=== Dataset records ===
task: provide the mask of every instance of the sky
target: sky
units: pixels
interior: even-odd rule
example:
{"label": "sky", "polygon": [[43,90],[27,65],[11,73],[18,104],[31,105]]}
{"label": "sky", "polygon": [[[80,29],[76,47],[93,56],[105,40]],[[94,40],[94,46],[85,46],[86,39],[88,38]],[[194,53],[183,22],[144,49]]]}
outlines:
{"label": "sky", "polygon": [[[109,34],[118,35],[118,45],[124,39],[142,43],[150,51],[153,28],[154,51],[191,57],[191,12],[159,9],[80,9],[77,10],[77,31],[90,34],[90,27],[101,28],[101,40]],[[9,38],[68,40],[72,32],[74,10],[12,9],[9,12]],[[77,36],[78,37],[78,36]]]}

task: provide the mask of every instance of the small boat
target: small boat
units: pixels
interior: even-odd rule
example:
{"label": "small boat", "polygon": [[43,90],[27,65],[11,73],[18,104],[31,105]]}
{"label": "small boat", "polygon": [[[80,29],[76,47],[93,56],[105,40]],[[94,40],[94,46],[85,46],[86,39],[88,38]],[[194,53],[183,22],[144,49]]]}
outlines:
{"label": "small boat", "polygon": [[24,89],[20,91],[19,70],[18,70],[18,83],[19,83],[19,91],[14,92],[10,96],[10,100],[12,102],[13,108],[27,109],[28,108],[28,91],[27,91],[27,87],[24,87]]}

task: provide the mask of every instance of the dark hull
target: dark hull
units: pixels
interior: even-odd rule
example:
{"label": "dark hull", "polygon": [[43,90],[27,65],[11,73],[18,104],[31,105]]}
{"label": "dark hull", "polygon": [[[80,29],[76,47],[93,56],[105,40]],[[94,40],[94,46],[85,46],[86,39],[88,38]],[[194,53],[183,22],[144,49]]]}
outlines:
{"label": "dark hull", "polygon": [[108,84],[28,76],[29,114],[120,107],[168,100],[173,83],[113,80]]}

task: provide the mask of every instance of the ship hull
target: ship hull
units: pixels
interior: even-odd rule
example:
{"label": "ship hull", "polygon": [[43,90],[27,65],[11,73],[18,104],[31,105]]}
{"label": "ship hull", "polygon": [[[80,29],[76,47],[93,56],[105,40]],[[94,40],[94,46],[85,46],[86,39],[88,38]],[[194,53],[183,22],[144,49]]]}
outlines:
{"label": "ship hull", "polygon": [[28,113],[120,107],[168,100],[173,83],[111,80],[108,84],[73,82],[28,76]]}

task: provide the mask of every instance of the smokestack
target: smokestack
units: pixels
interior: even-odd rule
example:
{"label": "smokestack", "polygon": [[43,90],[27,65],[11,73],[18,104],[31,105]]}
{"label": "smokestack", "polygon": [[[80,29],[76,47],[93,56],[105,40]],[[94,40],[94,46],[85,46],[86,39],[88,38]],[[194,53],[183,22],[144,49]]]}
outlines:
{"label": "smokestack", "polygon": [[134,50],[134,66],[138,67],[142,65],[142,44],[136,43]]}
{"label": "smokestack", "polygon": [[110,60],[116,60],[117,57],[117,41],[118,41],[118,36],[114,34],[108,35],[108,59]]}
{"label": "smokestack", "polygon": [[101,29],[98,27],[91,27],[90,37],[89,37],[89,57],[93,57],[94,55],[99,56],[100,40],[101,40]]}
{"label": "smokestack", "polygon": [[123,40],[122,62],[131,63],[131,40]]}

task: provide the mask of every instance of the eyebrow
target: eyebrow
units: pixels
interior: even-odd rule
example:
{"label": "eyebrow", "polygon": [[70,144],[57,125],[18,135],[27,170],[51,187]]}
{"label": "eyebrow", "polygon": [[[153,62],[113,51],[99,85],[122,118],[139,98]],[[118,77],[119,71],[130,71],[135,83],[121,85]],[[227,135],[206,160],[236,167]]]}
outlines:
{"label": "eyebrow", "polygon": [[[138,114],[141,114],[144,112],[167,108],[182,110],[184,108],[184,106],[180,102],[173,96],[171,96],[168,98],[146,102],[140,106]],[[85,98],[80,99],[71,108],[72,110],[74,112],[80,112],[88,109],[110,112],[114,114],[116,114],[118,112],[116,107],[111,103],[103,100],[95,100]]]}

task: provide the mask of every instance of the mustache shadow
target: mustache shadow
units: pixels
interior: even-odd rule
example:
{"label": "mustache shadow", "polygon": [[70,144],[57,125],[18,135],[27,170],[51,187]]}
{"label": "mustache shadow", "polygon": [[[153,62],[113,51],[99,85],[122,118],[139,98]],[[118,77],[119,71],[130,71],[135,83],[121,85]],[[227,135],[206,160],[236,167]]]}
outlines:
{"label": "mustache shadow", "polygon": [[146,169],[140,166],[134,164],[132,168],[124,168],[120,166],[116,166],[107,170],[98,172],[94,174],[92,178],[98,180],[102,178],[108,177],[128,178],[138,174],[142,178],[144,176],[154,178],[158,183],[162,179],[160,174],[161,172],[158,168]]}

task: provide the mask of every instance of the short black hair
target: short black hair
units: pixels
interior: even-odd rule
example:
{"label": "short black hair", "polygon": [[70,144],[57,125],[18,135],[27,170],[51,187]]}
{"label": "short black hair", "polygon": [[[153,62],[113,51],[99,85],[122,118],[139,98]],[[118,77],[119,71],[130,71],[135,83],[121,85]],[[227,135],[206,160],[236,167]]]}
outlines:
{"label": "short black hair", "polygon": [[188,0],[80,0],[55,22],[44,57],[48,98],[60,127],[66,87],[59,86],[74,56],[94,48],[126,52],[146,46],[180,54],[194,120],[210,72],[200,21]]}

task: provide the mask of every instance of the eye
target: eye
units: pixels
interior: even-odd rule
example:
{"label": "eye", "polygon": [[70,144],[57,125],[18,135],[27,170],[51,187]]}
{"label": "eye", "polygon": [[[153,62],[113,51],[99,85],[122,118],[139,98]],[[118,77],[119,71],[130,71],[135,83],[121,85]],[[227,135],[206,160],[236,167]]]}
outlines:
===
→ **What to work on**
Write out, word for word, the line containing "task: provide the mask of every instance of the short" and every line after it to the end of the data above.

→ **Response to the exercise**
task: provide the mask of every instance of the short black hair
target: short black hair
units: pixels
interior: even-odd rule
example:
{"label": "short black hair", "polygon": [[70,144],[57,125],[18,135],[27,170],[51,187]]}
{"label": "short black hair", "polygon": [[[153,62],[113,51],[99,85],[122,118],[139,98]],[[118,77],[119,71],[130,71],[135,83],[121,85]],[[227,135],[206,160],[236,167]]]}
outlines:
{"label": "short black hair", "polygon": [[188,0],[80,0],[55,22],[44,57],[48,98],[60,127],[66,87],[59,86],[74,56],[94,48],[126,52],[146,46],[180,54],[194,120],[210,72],[200,21]]}

task: provide the mask of every instance of the eye
target: eye
units: pixels
interior: even-odd rule
example:
{"label": "eye", "polygon": [[70,144],[57,125],[18,135],[27,170],[51,187]]}
{"label": "eye", "polygon": [[[153,62],[113,51],[99,85],[122,118],[139,98]],[[118,77],[119,71],[130,71],[135,83],[121,85]],[[227,135],[206,160],[236,167]]]}
outlines:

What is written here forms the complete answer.